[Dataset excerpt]
—————

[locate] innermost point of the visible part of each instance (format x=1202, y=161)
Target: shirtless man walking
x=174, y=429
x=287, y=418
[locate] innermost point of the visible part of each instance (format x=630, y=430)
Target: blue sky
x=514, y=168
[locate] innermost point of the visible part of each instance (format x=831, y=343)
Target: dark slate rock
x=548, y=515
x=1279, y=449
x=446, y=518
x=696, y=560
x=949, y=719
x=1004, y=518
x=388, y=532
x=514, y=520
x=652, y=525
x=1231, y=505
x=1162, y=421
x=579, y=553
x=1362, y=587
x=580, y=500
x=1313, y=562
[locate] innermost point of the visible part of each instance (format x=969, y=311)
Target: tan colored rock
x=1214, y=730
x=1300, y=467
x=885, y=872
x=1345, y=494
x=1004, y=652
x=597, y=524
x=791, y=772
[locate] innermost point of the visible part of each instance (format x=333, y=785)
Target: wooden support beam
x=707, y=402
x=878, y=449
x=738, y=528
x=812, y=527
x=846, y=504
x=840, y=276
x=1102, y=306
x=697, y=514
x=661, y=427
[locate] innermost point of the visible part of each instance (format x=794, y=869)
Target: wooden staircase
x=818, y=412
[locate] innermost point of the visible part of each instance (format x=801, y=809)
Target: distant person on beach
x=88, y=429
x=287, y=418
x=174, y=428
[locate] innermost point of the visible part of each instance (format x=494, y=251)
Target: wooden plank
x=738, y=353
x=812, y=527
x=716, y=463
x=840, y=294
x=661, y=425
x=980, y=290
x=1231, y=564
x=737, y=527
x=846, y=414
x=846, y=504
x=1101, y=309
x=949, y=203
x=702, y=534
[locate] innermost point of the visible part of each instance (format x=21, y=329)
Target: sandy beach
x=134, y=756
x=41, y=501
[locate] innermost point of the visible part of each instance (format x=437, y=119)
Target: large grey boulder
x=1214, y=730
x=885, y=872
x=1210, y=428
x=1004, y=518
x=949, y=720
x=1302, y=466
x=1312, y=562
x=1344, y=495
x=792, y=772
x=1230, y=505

—————

# Problem to work on:
Convert the entire listing above into a numbered list, leaving out any blank lines.

# The solution:
1. [locate] innermost point of the visible part of each instance (format x=1202, y=161)
2. Target: shirtless man walking
3. x=174, y=429
4. x=287, y=418
5. [locate] innermost point of the visible part of each instance (format x=630, y=430)
6. Target: blue sky
7. x=514, y=168
8. [locate] innermost point of the visible part of each instance (format x=831, y=343)
9. Target: dark slate rock
10. x=548, y=515
11. x=1279, y=449
12. x=446, y=518
13. x=696, y=560
14. x=949, y=719
15. x=1004, y=518
16. x=388, y=532
17. x=514, y=520
18. x=652, y=525
19. x=1231, y=505
20. x=1162, y=421
21. x=579, y=553
22. x=1362, y=587
23. x=580, y=500
24. x=1313, y=562
25. [locate] innermost point of the visible part of each instance (format x=969, y=311)
26. Target: tan colored rock
27. x=1214, y=730
28. x=1300, y=467
29. x=885, y=872
30. x=1345, y=494
31. x=1004, y=652
32. x=597, y=524
33. x=791, y=772
34. [locate] innermost point of the visible part of each instance (format x=333, y=785)
35. Target: wooden support beam
36. x=707, y=402
37. x=878, y=449
38. x=738, y=528
39. x=812, y=527
40. x=846, y=504
41. x=840, y=276
42. x=1102, y=306
43. x=697, y=514
44. x=661, y=427
45. [locate] innermost point of the visible part of each instance (format x=794, y=869)
46. Target: wooden staircase
47. x=818, y=412
48. [locate] innermost point of the visible part of each instance (format x=801, y=809)
49. Target: distant person on beach
50. x=88, y=429
51. x=287, y=418
52. x=174, y=428
53. [locate] innermost point of the visible part of each instance (format x=494, y=251)
54. Target: wooden plank
55. x=738, y=353
56. x=812, y=527
57. x=716, y=463
58. x=840, y=294
59. x=661, y=425
60. x=980, y=290
61. x=1231, y=564
62. x=737, y=527
63. x=846, y=414
64. x=846, y=504
65. x=1101, y=309
66. x=949, y=203
67. x=702, y=534
68. [locate] innermost point of the visible part of each instance (format x=21, y=329)
69. Target: sandy beach
70. x=134, y=756
71. x=41, y=501
72. [locate] innermost point of the visible part of each instance (format x=437, y=119)
73. Target: large grey boulder
74. x=1214, y=730
75. x=885, y=872
76. x=1210, y=428
77. x=1004, y=518
78. x=949, y=720
79. x=1302, y=466
80. x=1312, y=562
81. x=1344, y=495
82. x=792, y=772
83. x=1230, y=505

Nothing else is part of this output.